Arrange the rows below as a two-column CSV with the headers text and boxes. Give one line for each text and all of its boxes, put each field in quotes, replace line breaks with spaces, and leave out the pictures.

Excerpts of bounding box data

^^^^

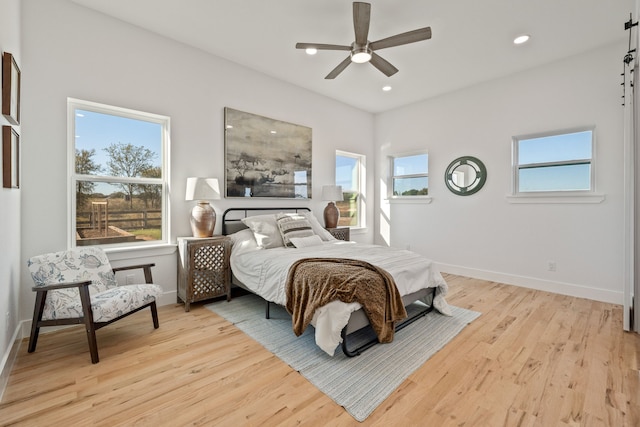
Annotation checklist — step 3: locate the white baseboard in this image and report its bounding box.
[435,263,623,305]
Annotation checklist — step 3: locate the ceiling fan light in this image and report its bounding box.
[351,48,371,64]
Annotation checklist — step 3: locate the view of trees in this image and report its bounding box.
[76,143,162,209]
[104,143,160,209]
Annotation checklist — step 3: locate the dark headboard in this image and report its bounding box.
[222,207,311,236]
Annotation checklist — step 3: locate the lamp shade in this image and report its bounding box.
[185,178,220,200]
[322,185,344,202]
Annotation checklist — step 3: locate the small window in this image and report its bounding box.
[68,99,169,247]
[391,153,429,197]
[336,151,366,227]
[513,128,594,194]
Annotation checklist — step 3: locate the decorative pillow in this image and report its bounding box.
[302,212,336,241]
[229,228,261,254]
[242,214,284,249]
[289,234,322,248]
[276,213,313,248]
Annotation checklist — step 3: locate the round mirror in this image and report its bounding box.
[444,156,487,196]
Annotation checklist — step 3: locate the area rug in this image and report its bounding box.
[205,294,480,421]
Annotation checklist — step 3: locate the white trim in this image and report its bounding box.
[511,126,597,196]
[435,263,623,304]
[385,150,431,203]
[67,98,171,248]
[385,196,433,205]
[506,192,605,204]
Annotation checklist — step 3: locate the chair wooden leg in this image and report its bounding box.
[79,286,100,363]
[150,301,160,329]
[27,291,47,353]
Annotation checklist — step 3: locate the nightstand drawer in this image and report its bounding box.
[178,236,231,311]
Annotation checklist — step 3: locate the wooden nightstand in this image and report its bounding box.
[178,236,231,311]
[327,227,351,241]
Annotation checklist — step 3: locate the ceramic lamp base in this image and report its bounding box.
[324,202,340,228]
[191,201,216,237]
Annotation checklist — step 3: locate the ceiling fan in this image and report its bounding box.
[296,2,431,79]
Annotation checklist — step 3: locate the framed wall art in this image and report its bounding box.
[2,126,20,188]
[224,107,311,199]
[2,52,20,125]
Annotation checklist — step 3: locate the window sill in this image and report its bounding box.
[349,227,367,234]
[385,196,433,205]
[104,243,177,261]
[507,193,605,204]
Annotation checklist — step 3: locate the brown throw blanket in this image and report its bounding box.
[286,258,407,343]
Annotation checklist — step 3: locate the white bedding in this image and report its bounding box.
[231,230,451,356]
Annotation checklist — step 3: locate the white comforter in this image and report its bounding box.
[231,232,451,356]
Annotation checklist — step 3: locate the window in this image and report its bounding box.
[336,151,366,227]
[391,153,429,197]
[67,99,169,247]
[513,128,594,194]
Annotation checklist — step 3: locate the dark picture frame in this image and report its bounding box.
[224,107,312,199]
[2,52,20,125]
[2,126,20,188]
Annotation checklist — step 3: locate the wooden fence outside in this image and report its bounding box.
[76,209,162,230]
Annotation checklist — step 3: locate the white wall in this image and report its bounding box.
[20,0,373,323]
[0,0,22,397]
[375,42,626,303]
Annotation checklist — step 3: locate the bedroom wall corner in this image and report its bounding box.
[0,0,22,399]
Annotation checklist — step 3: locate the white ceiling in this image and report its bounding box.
[73,0,635,113]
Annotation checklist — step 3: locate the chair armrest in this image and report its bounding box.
[31,280,93,292]
[111,264,156,283]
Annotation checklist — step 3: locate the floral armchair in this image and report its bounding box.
[27,246,162,363]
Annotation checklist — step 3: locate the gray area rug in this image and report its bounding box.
[206,294,480,421]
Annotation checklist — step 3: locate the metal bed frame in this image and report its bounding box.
[222,207,436,357]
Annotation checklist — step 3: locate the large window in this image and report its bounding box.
[513,128,594,194]
[68,99,169,246]
[336,151,366,227]
[390,153,429,197]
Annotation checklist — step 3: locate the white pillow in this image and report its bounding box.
[229,228,260,253]
[290,234,322,248]
[276,213,313,248]
[301,212,336,241]
[242,214,284,249]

^^^^

**Task output**
text,boxes
"Annotation checklist — step 3: locate the white baseboard in this image and report its bounding box.","[435,263,623,305]"
"Annotation checklist — step 3: locate the ceiling fan light in this image and report its bounding box.","[351,48,371,64]"
"Annotation checklist — step 3: locate the view of trees in this image and report its bounding box.","[76,143,162,209] [104,143,160,209]"
"Annotation checklist — step 3: locate the dark headboard in this image and report its bounding box.","[222,207,311,236]"
"Annotation checklist — step 3: locate the lamp shade in this image and report its bounding box.","[185,178,220,200] [322,185,344,202]"
"Annotation checklist — step 3: locate the small window in this image and report its bounding box.","[68,99,169,247] [391,153,429,197] [336,151,366,227] [513,128,594,194]"
"Annotation checklist — step 3: locate the decorative pillow in this image and report its bounding box.","[302,212,336,241] [229,228,261,254] [242,214,284,249] [289,234,322,248] [276,213,313,248]"
"Annotation checklist — step 3: locate the round mirror in this image and report its bounding box.","[444,156,487,196]"
"Annotation checklist — step 3: locate the area rug in this image and report its bounding box.","[205,294,480,421]"
"Annotation checklist — step 3: locate the white trim in this image and report its bounding box.","[511,126,597,196] [435,263,623,304] [385,150,431,203] [67,98,171,248] [385,196,433,205] [506,192,605,204]"
"Annotation checklist — step 3: locate the chair wooden leg in this image and report its bounding box.","[79,286,100,363] [150,301,160,329] [27,291,47,353]"
"Annotation checklist — step 3: locate the nightstand drawer in this image and report its bounding box.","[178,236,231,311]"
"Annotation checklist — step 3: locate the wooden nightstand in this image and report its bounding box.","[178,236,231,311] [327,227,351,241]"
"Annotation checklist — step 3: locate the ceramic lamp base in this image and report its bounding box.","[324,202,340,228] [191,201,216,237]"
"Annotation checklist — step 3: locate the ceiling fan in this image and report its bounding box.","[296,2,431,79]"
"Annotation checklist — step 3: locate the framed wall art in this image and report its bounding box.","[2,126,20,188] [224,107,311,199] [2,52,20,125]"
"Annotation checklist — step 3: locate the window sill in this image and report its bounding box.","[349,227,367,234] [385,196,433,205] [104,243,177,261] [507,193,605,204]"
"Annotation checklist — step 3: locate the brown throw blanket in this image and report its bounding box.","[286,258,407,343]"
"Annotation checklist — step 3: locate the white bedding in this image and report its bounding box.","[231,230,451,356]"
"Annotation checklist — step 3: locate the white comforter in this image and report its bounding box.","[231,232,451,356]"
"Annotation checklist — step 3: locate the window in this image and report its bounding box.","[336,151,366,227] [391,153,429,197] [67,99,169,247] [513,128,594,194]"
"Annotation checklist — step 3: locate the dark picture frame in this image and report its bounding box.","[224,107,312,199] [2,52,20,125] [2,126,20,188]"
"Annotation checklist — step 3: locate the wooden fence outside in this image and report its bounding box.","[76,209,162,230]"
"Annotation checklist — step 3: locate the white wall in this image and report its bounding box.","[20,0,373,323] [0,0,22,397] [375,42,626,303]"
"Annotation checklist — step 3: locate the bedroom wall corner in this image and report its bounding box.","[0,0,22,399]"
"Annotation checklist — step 3: locate the white ceiling in this image and report its bounding box.","[73,0,635,113]"
"Annotation checklist — step 3: locate the chair armrest in this image and report its bounding box.","[31,280,93,292] [111,264,156,283]"
"Annotation checklist — step 3: locate the floral armchair in this image and report its bounding box.","[27,246,162,363]"
"Annotation checklist — step 3: locate the gray area rug in this image and report its bounding box.","[206,294,480,421]"
"Annotation checklist — step 3: locate the metal bed frame in this image and report its bounding box.","[222,207,436,357]"
"Annotation checklist — step 3: locate the large window in this image and report its bounding box.","[513,128,594,194] [68,99,169,246] [336,151,366,227] [390,153,429,197]"
"Annotation checklist — step 3: locate the white pillow in this image and report its bounding box.","[229,228,260,253] [290,234,322,248] [276,213,313,248] [301,212,336,241] [242,214,284,249]"